Your task:
In the material below, find the line containing "344L851 339L847 334L834" and the line containing "positive clicks: (630, 567)", then reproduce exactly both of them and every line between, and nothing else.

Data records:
==================================================
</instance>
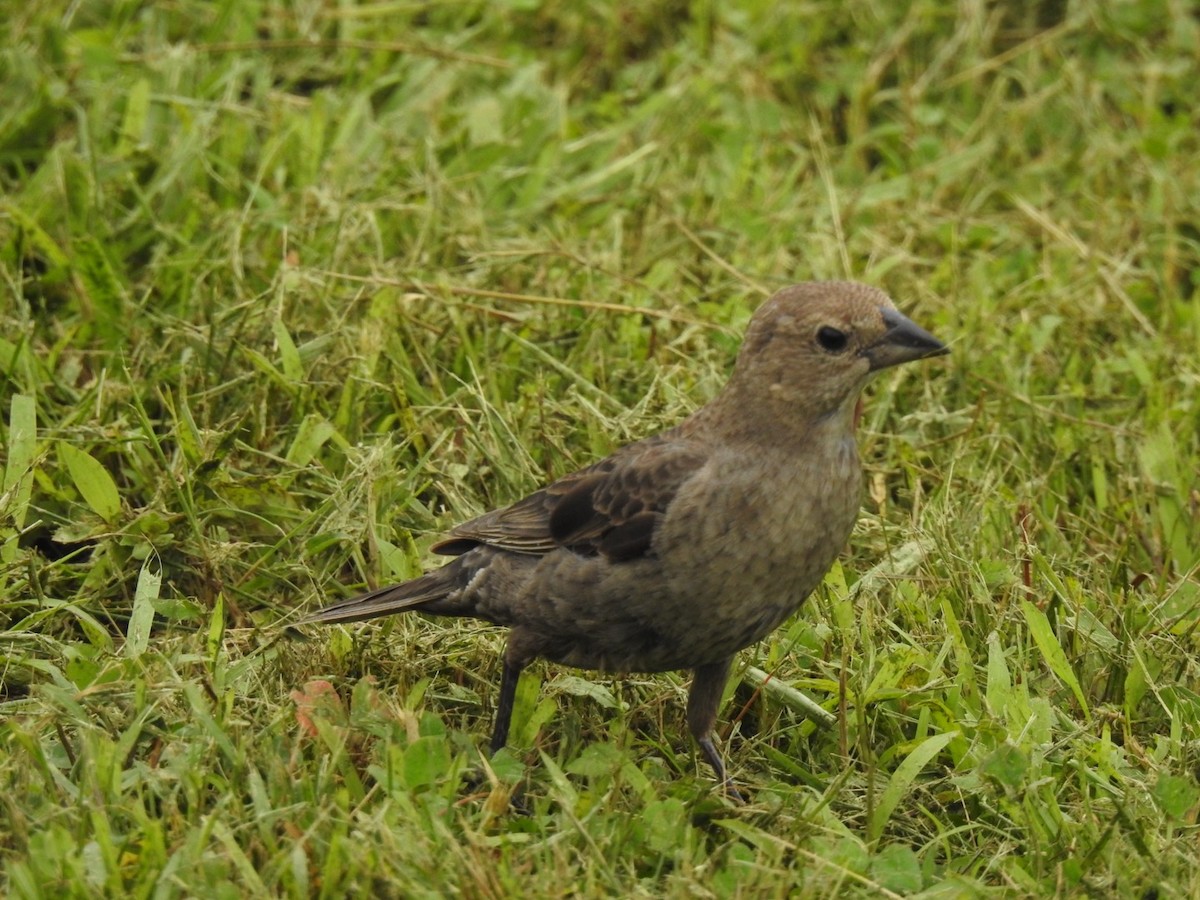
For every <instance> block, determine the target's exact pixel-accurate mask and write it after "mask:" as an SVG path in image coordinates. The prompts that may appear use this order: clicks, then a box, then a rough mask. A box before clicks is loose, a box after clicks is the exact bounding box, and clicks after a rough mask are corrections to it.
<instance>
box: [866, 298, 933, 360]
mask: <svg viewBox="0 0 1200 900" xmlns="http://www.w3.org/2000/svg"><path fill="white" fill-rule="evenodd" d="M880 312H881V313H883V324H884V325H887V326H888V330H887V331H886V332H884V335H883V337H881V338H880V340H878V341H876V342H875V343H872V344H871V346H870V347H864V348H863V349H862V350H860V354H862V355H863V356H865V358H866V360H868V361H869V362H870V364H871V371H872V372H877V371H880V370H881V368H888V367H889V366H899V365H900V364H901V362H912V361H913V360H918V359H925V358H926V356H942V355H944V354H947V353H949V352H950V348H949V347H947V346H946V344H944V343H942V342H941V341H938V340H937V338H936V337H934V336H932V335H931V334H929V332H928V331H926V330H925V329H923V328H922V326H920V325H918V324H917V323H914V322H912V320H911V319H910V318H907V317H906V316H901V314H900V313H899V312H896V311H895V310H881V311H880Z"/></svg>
==================================================
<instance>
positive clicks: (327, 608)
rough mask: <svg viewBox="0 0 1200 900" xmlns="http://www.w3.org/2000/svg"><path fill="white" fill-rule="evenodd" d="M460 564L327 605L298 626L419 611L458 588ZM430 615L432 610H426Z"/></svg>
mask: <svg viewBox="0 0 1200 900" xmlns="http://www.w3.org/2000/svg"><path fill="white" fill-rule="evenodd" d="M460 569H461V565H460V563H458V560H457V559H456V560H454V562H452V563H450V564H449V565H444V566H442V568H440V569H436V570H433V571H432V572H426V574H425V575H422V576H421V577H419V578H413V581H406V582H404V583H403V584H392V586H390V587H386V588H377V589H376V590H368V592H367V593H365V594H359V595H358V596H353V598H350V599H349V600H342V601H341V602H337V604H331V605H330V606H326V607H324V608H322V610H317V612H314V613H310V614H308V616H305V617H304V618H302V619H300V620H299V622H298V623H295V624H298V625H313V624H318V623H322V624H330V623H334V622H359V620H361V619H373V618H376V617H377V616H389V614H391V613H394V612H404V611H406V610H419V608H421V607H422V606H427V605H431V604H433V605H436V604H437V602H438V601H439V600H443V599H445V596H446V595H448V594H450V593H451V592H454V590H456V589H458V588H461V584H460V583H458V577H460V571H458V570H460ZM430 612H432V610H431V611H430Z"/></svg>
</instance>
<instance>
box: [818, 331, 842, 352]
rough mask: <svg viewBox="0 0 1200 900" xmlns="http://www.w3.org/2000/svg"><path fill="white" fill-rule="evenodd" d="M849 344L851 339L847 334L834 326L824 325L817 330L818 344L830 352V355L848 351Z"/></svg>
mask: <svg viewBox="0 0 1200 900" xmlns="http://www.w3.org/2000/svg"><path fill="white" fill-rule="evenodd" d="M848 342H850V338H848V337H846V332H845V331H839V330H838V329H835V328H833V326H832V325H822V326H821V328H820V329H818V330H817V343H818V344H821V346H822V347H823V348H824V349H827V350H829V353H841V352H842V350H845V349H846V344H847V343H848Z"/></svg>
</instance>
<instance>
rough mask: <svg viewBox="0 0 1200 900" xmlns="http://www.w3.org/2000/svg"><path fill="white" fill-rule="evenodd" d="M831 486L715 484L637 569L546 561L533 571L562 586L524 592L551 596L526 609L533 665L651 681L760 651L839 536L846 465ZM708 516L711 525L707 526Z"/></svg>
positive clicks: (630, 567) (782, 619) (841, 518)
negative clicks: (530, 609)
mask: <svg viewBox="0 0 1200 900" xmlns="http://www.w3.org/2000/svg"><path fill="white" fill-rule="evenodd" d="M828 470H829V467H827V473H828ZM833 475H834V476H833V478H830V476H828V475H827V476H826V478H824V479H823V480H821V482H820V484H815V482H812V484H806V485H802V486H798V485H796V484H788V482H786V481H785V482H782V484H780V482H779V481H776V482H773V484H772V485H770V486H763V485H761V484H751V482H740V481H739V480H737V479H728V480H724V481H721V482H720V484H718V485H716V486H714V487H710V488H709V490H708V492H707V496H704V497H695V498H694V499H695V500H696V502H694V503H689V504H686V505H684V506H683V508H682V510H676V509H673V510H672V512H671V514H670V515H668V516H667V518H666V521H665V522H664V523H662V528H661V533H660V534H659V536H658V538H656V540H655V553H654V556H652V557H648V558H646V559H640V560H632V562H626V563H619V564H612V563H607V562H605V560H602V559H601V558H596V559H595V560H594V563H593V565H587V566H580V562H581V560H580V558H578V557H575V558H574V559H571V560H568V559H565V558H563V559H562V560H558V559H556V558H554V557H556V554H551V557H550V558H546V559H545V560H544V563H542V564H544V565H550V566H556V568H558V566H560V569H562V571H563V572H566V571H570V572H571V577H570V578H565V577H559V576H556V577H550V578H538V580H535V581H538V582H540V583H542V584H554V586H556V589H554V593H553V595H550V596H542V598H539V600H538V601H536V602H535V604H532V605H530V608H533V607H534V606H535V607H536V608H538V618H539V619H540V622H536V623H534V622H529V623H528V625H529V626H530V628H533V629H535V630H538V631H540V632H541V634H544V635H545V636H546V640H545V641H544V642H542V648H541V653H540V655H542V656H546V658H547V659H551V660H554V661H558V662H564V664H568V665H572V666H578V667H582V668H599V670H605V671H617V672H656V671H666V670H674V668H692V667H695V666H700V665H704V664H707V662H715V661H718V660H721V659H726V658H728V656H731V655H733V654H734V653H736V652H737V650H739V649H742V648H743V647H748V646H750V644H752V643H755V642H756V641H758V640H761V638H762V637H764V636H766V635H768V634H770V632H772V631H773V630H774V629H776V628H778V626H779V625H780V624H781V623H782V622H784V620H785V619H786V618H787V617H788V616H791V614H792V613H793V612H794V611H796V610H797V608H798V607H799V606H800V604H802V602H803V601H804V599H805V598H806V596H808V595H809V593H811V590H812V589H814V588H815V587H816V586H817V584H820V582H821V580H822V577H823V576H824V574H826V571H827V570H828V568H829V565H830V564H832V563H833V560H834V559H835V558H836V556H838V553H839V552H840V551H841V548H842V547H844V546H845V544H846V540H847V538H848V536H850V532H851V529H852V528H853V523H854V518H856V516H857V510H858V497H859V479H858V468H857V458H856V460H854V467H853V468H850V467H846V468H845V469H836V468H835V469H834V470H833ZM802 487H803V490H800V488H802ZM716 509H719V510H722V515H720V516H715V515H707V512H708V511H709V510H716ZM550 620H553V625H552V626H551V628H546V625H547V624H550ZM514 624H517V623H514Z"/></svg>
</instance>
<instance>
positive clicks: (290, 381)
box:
==================================================
Exercise response:
rough mask: <svg viewBox="0 0 1200 900" xmlns="http://www.w3.org/2000/svg"><path fill="white" fill-rule="evenodd" d="M849 344L851 339L847 334L834 326L824 325L817 330L818 344L830 352V355L848 351Z"/></svg>
mask: <svg viewBox="0 0 1200 900" xmlns="http://www.w3.org/2000/svg"><path fill="white" fill-rule="evenodd" d="M848 342H850V338H848V337H846V332H845V331H839V330H838V329H835V328H833V326H832V325H822V326H821V328H820V329H818V330H817V343H818V344H821V346H822V347H823V348H824V349H827V350H829V353H841V352H842V350H845V349H846V344H847V343H848Z"/></svg>
</instance>
<instance>
rough mask: <svg viewBox="0 0 1200 900" xmlns="http://www.w3.org/2000/svg"><path fill="white" fill-rule="evenodd" d="M831 486L715 484L637 569L546 561L533 571L562 586L524 592L551 596L526 609L533 665L651 681L760 651L839 536L846 465ZM708 516L711 525L707 526Z"/></svg>
positive clicks: (630, 567) (782, 619) (841, 518)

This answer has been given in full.